TASK INSTRUCTIONS: Render the lines of the entries below, from the line containing "Ground every shoreline." through the line containing "234, 47, 450, 231", as a JSON list of strings with one string per line, leaving out any blank lines.

Annotated coordinate records:
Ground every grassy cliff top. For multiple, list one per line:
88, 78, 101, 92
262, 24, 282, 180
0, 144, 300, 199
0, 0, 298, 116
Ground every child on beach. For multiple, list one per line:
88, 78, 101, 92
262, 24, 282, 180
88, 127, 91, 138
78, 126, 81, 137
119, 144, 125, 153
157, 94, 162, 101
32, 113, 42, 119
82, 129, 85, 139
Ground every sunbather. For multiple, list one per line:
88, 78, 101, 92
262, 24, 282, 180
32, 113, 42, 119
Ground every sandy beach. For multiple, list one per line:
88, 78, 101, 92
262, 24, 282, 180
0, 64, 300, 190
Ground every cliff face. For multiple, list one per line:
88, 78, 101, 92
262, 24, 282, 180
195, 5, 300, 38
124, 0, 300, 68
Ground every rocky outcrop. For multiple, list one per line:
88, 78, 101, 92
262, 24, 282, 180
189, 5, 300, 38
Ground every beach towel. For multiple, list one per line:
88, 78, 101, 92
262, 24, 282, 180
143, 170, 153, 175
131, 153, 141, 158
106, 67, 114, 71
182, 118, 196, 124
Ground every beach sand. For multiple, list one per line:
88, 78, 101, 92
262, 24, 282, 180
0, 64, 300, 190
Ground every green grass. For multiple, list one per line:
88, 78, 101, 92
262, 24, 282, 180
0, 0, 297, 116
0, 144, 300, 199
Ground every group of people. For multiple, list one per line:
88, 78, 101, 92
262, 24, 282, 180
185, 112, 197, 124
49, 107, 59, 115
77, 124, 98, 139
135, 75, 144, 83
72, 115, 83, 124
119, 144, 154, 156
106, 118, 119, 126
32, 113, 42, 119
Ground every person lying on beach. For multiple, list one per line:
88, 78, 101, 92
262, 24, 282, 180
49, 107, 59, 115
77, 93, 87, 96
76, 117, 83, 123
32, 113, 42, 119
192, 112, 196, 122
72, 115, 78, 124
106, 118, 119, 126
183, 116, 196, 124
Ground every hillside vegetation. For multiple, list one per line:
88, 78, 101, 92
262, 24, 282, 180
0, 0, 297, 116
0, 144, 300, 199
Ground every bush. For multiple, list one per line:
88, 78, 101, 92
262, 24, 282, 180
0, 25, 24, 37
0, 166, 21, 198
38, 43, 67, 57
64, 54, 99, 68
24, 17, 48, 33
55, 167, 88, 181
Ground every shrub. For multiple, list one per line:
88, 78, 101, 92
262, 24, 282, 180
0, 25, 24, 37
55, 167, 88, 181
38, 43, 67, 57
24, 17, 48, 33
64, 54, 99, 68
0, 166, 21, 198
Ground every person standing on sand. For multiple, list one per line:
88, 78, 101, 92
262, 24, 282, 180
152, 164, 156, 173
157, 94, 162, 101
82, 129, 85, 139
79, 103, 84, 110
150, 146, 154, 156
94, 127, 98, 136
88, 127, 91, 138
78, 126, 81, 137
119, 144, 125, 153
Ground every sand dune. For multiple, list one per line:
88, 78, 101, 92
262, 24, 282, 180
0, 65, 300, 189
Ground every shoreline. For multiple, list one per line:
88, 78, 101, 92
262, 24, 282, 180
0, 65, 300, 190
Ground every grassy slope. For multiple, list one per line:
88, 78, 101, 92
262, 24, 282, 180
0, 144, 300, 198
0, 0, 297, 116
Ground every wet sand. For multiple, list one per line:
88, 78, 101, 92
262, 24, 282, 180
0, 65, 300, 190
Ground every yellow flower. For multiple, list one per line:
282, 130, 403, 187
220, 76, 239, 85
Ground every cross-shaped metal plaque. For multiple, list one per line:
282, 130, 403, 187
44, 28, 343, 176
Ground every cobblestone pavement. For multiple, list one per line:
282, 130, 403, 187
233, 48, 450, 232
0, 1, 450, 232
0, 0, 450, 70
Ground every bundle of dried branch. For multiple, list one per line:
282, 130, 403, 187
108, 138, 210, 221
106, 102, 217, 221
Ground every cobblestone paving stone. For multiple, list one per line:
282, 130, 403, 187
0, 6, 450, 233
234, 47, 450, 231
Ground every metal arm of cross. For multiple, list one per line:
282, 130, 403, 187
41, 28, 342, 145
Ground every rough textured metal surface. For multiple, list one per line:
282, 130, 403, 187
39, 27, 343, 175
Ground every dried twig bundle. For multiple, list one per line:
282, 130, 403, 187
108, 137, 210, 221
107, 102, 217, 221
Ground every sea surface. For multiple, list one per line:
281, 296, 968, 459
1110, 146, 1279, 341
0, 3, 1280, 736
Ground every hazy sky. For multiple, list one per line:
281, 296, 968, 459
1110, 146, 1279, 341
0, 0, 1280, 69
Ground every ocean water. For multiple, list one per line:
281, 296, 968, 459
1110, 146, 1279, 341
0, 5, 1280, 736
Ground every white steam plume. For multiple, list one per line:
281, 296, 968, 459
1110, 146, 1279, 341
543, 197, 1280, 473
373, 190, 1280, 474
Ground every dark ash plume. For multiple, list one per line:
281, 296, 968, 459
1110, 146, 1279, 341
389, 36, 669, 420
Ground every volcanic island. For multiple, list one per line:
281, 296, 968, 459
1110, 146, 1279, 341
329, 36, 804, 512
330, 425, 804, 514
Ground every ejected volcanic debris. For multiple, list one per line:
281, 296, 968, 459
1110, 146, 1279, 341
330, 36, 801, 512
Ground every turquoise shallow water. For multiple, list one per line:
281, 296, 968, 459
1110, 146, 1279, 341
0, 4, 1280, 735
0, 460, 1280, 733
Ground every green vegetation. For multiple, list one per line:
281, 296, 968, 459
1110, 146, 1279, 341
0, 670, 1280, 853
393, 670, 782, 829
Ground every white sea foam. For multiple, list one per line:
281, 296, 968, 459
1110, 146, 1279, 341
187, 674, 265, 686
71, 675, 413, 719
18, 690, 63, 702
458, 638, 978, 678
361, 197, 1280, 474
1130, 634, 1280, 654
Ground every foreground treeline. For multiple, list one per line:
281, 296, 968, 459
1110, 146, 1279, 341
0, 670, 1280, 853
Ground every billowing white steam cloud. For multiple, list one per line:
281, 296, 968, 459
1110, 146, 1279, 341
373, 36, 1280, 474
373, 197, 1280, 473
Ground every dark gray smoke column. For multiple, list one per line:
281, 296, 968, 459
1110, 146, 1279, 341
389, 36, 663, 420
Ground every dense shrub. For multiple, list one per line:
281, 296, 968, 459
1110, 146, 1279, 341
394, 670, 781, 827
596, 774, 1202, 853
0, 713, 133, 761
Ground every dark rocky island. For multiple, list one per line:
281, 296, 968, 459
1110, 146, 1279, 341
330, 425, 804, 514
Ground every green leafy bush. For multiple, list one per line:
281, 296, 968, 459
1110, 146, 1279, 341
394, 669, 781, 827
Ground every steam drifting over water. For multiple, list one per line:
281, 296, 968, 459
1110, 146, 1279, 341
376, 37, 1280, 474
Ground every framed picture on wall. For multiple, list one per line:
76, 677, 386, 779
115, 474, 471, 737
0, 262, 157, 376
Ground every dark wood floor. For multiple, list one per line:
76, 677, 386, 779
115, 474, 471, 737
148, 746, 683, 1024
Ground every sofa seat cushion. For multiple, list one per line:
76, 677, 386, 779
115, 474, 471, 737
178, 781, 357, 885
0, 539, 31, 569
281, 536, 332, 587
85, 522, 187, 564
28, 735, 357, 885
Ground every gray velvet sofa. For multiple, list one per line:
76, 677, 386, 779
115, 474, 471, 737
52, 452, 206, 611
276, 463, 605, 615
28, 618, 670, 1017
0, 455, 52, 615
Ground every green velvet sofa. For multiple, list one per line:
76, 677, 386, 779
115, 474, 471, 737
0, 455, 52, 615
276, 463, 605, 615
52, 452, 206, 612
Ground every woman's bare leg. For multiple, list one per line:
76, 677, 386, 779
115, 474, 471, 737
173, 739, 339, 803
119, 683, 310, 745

RESPONSE TO THE EXERCISE:
[
  "Ground every shoreline. For multiple, list one per line:",
  "88, 78, 101, 92",
  "262, 24, 282, 180",
  "0, 65, 300, 190",
  "Ground every grassy slope. For multiple, list one per line:",
  "88, 78, 101, 92",
  "262, 24, 282, 180",
  "0, 144, 300, 198",
  "0, 0, 297, 116",
  "Ground every wet sand. For multiple, list one per line:",
  "88, 78, 101, 92",
  "262, 24, 282, 180",
  "0, 65, 300, 190",
  "Ground every yellow flower. For multiple, list one per line:",
  "282, 130, 403, 187",
  "220, 76, 239, 85",
  "Ground every cross-shaped metal plaque. For multiple, list one per line:",
  "282, 130, 403, 187",
  "44, 28, 343, 176",
  "Ground every cobblestone pavement. For multiple, list one per line:",
  "282, 130, 403, 187",
  "233, 48, 450, 232",
  "0, 1, 450, 232",
  "0, 0, 450, 70",
  "Ground every bundle of dried branch. For multiple, list one per line:",
  "282, 130, 403, 187",
  "108, 138, 210, 221",
  "106, 102, 217, 221",
  "Ground every cobblestone paving stone. For multiple, list one per line:",
  "282, 130, 403, 187",
  "0, 6, 450, 233",
  "234, 47, 450, 231"
]